# The problem
Find every line in the material below that contains the word "background" and copy each one. Match case exactly.

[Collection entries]
%%

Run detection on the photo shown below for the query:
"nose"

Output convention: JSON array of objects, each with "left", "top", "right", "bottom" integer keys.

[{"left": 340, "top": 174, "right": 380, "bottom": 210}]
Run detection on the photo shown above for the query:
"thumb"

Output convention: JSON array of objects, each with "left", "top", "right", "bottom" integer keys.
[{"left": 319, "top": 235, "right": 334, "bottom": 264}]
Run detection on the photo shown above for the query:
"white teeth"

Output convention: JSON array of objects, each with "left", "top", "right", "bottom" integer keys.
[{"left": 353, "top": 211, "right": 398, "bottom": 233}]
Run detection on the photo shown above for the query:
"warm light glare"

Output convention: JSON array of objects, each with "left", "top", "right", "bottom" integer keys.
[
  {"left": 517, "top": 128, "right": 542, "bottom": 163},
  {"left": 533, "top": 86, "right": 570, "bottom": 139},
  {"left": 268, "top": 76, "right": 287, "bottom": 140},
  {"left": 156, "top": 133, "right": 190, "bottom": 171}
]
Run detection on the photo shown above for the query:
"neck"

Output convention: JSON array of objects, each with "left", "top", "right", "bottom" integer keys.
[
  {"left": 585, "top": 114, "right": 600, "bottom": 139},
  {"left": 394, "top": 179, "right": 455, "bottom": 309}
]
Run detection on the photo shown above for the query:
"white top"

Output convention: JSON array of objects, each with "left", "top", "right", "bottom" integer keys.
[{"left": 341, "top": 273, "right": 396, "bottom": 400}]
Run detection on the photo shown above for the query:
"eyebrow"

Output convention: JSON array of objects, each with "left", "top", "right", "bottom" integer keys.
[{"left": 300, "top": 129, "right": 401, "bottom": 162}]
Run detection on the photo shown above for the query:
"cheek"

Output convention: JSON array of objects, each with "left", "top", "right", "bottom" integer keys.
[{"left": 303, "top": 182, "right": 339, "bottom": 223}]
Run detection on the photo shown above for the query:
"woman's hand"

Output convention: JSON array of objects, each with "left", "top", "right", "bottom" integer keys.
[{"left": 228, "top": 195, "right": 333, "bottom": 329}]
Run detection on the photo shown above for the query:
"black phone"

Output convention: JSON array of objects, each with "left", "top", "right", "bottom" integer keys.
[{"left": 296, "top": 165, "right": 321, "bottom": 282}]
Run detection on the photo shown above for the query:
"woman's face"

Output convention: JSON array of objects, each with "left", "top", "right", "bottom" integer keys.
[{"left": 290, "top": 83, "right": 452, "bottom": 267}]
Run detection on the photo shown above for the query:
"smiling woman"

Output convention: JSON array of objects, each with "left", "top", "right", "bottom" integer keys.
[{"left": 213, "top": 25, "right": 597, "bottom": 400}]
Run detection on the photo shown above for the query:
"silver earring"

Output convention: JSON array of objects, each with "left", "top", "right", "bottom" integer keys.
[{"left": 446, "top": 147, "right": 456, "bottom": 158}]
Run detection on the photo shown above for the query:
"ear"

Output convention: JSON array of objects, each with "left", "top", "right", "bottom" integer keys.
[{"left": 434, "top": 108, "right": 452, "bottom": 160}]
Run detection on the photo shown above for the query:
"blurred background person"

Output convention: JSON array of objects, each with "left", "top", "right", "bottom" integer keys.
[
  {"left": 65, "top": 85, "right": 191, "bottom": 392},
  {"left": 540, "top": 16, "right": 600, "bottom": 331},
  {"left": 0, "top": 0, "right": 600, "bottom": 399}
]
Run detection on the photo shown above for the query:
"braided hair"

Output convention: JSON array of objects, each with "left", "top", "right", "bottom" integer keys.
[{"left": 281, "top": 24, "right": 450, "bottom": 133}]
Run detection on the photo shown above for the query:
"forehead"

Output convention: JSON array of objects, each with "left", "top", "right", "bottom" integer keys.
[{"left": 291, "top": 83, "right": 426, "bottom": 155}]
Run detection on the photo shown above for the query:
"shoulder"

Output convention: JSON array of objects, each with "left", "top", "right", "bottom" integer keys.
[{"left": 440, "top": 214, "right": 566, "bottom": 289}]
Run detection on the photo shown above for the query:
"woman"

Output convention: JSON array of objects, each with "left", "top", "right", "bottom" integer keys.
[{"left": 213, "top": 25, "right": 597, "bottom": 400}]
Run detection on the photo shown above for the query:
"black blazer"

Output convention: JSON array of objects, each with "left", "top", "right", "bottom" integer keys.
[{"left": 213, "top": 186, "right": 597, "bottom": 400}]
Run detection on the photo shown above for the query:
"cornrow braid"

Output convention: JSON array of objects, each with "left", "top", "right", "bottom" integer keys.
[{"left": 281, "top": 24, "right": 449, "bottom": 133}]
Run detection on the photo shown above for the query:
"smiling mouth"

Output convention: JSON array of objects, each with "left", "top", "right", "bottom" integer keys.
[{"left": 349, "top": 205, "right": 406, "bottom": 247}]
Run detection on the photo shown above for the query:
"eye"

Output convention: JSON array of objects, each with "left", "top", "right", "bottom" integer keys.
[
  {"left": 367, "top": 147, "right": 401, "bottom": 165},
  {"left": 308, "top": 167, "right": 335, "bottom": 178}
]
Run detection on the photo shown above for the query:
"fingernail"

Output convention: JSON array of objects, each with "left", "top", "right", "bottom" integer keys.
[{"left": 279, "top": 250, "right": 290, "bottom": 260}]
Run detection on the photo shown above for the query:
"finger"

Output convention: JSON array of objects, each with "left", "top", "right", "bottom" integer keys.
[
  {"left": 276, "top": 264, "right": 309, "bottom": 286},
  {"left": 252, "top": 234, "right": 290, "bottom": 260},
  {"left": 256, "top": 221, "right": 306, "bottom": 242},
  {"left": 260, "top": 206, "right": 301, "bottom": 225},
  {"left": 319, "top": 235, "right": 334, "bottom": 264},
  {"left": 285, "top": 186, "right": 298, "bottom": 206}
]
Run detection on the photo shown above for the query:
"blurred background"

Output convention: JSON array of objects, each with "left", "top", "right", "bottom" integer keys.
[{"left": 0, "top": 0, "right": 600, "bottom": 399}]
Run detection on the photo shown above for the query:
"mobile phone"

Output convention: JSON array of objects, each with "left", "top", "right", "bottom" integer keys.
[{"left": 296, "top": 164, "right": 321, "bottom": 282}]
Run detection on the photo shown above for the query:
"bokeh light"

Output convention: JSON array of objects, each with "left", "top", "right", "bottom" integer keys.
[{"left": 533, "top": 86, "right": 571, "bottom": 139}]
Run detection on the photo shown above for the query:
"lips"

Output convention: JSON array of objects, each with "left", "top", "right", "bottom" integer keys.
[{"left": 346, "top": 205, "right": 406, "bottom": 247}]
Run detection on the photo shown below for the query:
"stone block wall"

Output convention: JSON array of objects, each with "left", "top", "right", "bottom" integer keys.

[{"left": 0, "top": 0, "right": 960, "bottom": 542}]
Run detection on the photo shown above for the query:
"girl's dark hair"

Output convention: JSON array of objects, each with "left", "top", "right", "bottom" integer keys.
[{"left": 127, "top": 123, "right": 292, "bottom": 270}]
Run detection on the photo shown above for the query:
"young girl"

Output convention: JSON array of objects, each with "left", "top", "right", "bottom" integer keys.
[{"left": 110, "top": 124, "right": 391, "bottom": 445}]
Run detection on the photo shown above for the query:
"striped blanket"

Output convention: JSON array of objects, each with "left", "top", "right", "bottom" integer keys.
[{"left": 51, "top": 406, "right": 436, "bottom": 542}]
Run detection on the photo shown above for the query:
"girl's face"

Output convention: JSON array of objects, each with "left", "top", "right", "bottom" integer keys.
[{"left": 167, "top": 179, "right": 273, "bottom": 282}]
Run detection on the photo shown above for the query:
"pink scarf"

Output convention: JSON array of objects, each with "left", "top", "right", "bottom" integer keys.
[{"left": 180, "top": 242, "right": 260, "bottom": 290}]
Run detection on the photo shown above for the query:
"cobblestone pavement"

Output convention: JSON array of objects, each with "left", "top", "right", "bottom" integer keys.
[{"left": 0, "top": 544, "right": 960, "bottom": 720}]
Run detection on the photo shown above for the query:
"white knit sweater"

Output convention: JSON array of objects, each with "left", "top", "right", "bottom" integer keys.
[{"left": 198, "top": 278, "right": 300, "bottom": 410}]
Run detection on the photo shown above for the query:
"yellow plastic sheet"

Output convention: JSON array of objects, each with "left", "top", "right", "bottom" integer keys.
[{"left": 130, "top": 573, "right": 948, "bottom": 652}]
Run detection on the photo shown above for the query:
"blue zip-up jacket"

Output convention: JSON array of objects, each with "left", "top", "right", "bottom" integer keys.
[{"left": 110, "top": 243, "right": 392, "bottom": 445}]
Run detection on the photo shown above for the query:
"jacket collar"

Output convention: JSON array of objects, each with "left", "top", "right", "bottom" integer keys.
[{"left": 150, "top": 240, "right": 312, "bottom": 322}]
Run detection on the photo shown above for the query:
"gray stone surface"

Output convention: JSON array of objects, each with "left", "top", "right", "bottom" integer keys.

%%

# Complete response
"blurred background person"
"blurred background"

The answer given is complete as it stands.